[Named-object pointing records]
-*-*-
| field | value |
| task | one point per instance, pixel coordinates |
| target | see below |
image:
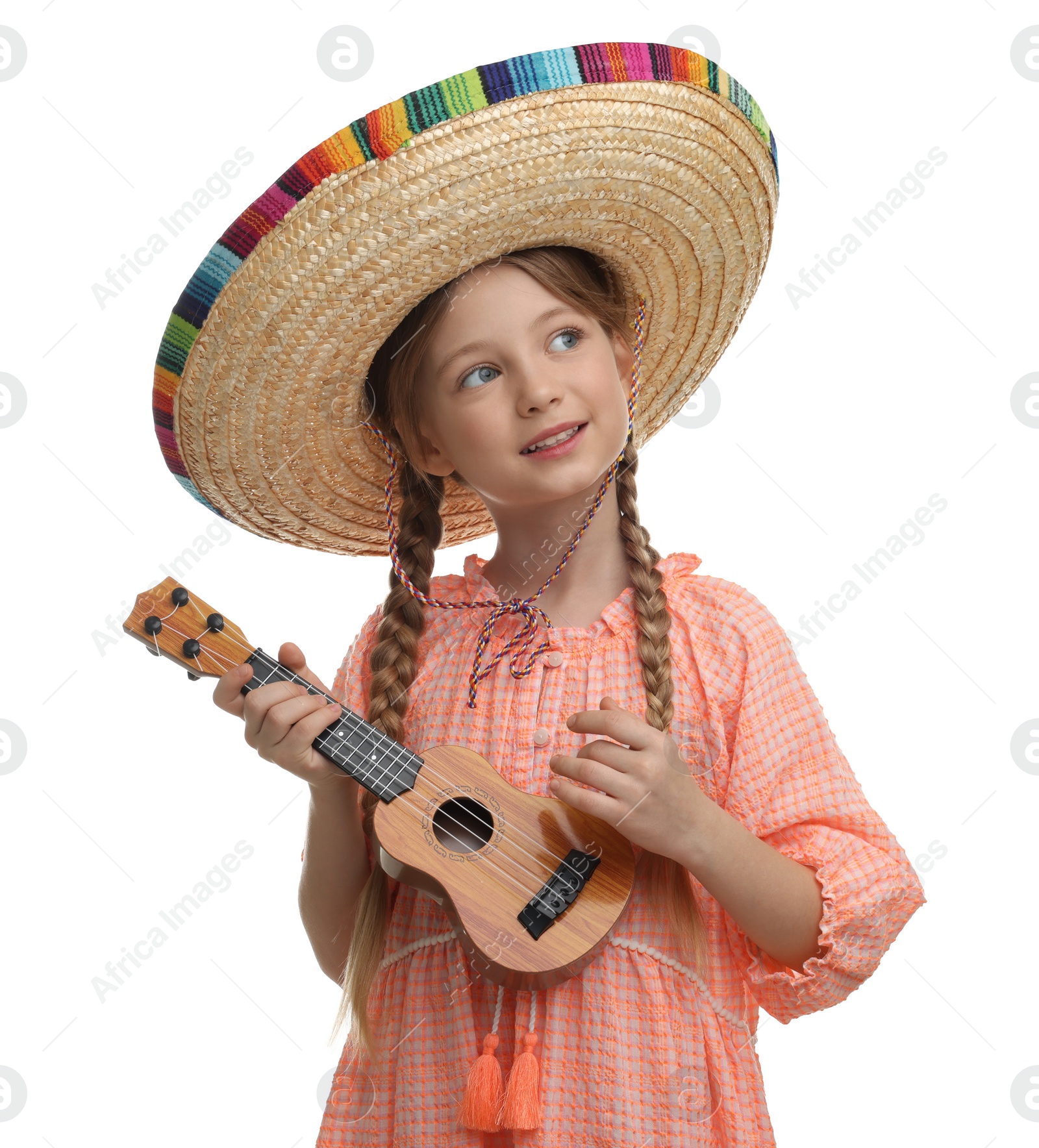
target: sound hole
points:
(463, 826)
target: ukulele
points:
(532, 886)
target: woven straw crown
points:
(649, 155)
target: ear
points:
(431, 458)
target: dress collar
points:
(616, 618)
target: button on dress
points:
(641, 1049)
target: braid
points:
(650, 602)
(668, 880)
(393, 668)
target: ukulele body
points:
(484, 849)
(532, 886)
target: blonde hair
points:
(582, 281)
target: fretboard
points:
(361, 750)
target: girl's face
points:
(509, 366)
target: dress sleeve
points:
(790, 784)
(351, 686)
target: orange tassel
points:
(521, 1104)
(484, 1090)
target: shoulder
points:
(711, 604)
(723, 628)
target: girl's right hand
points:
(282, 719)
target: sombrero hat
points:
(650, 156)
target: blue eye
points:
(570, 333)
(478, 371)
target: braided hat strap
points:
(520, 643)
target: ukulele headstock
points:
(175, 623)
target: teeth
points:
(551, 442)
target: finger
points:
(302, 734)
(227, 693)
(257, 703)
(595, 805)
(618, 723)
(610, 753)
(291, 656)
(589, 773)
(282, 718)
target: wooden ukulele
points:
(533, 886)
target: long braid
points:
(393, 668)
(668, 880)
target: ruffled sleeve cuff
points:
(868, 895)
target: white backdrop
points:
(889, 384)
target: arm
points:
(336, 869)
(774, 899)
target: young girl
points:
(578, 662)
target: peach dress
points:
(640, 1049)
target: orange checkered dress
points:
(640, 1049)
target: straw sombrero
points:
(649, 155)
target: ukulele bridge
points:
(557, 892)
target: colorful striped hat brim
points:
(714, 154)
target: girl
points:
(460, 316)
(779, 884)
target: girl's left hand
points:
(648, 792)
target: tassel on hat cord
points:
(484, 1088)
(521, 1103)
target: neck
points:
(532, 541)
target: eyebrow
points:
(478, 343)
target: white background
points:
(840, 418)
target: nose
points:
(538, 387)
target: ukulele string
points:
(426, 766)
(408, 805)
-*-*-
Please write out all of the material above without changing a word, and omit any pictures.

| field | value |
| task | one point per instance, pixel coordinates |
| target | see below |
image:
target: sound hole
points:
(463, 826)
target: ukulele
points:
(532, 886)
target: woven straw crown
points:
(649, 155)
target: ear
points:
(431, 458)
target: dress collar
points:
(616, 618)
target: button on dress
points:
(641, 1049)
target: braid
points:
(650, 602)
(668, 880)
(393, 668)
target: ukulele body
points:
(484, 849)
(532, 886)
target: blonde hair
points:
(582, 281)
target: fretboard
points:
(361, 750)
target: girl's face
points:
(509, 366)
target: dress sleeve
points:
(790, 784)
(351, 686)
target: orange tassel
points:
(521, 1104)
(484, 1090)
target: shoulder
points:
(711, 604)
(723, 628)
target: girl's right hand
points:
(282, 719)
target: sombrero hat
points:
(650, 156)
target: blue eye
points:
(570, 333)
(478, 371)
target: braided hat strap
points:
(520, 643)
target: ukulele headstock
points:
(175, 623)
target: teeth
points:
(551, 442)
target: finger
points:
(302, 734)
(227, 693)
(257, 703)
(595, 805)
(618, 723)
(610, 753)
(291, 656)
(589, 773)
(282, 718)
target: wooden ukulele
points:
(533, 886)
target: long braid
points:
(393, 668)
(668, 880)
target: ruffled sleeve cuff
points:
(868, 895)
target: white backdrop
points:
(889, 384)
target: arm
points:
(336, 869)
(774, 899)
target: young girl
points:
(578, 662)
target: peach dress
points:
(640, 1049)
target: orange checkered dress
points:
(640, 1049)
target: straw sombrero
points:
(649, 155)
target: ukulele bridge
points:
(557, 892)
target: colorful striped hat brim
points:
(714, 154)
target: girl
points:
(460, 316)
(779, 884)
target: girl's left hand
points:
(648, 792)
target: tassel on hat cord
points:
(484, 1088)
(521, 1103)
target: neck
points:
(532, 541)
target: eyebrow
points:
(478, 343)
target: white background
points:
(840, 418)
target: nose
points:
(538, 387)
target: ukulele string
points:
(426, 766)
(408, 805)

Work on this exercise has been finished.